*TO DO:*
- a) Answer these questions using the article on skier McRae Williams:
(i) In which town and country was the Winter X-Games Europe held when Williams won it?
(ii) On what dates will the 2014 Winter Olympics be held?
(iii) According to Jan, at what age did her son start jumping into the water at the Winter Sports Park?
- b) Set down, word for word, the part of the article on skier McRae Williams from "At a glance" up to and including "in the world.".

*SELECTED EXTRACT:*
============================================================
When the International Olympic Committee’s Executive Board approved the addition of Ski Slopestyle to the Winter Olympics, it was a cause for celebration in Utah, where the world’s best winter athletes prepare and train.
For Park City’s McRae Williams, it was simply extra motivation.
At a glance
Slopestyle is a technically challenging discipline, featuring jumps, rails, and features to challenge and intimidate even the best skiers in the world.
The 2014 Winter Olympics in Sochi, Russia, will be celebrated Feb. 7-23, 2014.
The 22-year old Salt Lake Community College student has been on a tear ever since the announcement, standing on the tallest spot on the podium at the Winter X-Games Europe in Tignes, France, back in March.
"I’m still on cloud nine — it was a surreal experience," Williams said. "The second- and third-place competitors were skiers I’ve skied with since I was 15, so it was cool to be there with them, too."
Now, with a year before the Winter Games in Sochi, Russia, Williams has set himself up to add another title to his resume — Olympic medalist.
It wasn’t that long ago, on the Park City slopes, that Williams took up the sport, the goal of which is to pull of the best tricks while attaining the highest altitude possible on jumps.
His family was active. His father, Steven, and his mother, Jan, were both avid skiers. Jan was a stay-at-home mom, providing McRae Williams the freedom to ski often and build ramps with his friends at Guardman’s Pass.
According to Jan, what started her son’s climb in slopestyle skiing was first learning how to fall.
"When he was 8, he started jumping up at the Winter Sports Park into the water," Jan said. "It taught him how to drop, how to move his body in the air and focus on where he was going to land."
============================================================
*INPUT DATA:*
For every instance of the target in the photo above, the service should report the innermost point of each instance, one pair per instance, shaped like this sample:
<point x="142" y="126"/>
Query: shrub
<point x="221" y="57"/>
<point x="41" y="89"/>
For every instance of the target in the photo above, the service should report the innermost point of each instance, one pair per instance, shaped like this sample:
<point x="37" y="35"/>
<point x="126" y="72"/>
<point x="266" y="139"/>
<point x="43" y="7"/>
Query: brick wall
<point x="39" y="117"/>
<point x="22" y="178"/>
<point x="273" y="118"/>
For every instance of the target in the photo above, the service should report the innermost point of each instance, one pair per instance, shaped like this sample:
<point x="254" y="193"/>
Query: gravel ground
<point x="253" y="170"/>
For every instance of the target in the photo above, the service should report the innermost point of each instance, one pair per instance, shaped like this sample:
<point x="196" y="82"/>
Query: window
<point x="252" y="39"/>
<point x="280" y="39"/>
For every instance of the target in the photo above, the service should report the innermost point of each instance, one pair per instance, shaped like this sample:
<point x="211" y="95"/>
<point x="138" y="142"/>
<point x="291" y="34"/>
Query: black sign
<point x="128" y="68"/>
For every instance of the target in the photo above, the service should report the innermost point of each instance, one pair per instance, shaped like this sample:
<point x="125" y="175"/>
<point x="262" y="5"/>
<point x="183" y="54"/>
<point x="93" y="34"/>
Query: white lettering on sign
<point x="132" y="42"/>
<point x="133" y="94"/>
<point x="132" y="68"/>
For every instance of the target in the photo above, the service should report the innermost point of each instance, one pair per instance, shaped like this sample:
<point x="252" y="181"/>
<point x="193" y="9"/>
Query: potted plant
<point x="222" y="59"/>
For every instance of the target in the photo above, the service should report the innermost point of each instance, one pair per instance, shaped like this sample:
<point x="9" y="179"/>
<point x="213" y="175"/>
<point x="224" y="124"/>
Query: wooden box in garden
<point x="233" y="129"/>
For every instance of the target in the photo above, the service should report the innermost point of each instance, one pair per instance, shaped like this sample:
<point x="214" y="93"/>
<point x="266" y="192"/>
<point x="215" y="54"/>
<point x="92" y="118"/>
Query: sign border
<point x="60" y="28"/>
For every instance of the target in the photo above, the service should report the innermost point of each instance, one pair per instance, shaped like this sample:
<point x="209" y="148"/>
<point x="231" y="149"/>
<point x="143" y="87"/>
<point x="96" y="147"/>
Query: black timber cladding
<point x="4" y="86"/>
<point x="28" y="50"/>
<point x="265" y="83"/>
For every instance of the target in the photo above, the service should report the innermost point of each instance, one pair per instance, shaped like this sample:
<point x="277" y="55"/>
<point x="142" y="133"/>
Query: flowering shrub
============================================================
*SOLUTIONS TO THE PROBLEMS:*
- a)
(i) Tignes, France
(ii) Feb. 7-23, 2014
(iii) 8

- b)
At a glance
Slopestyle is a technically challenging discipline, featuring jumps, rails, and features to challenge and intimidate even the best skiers in the world.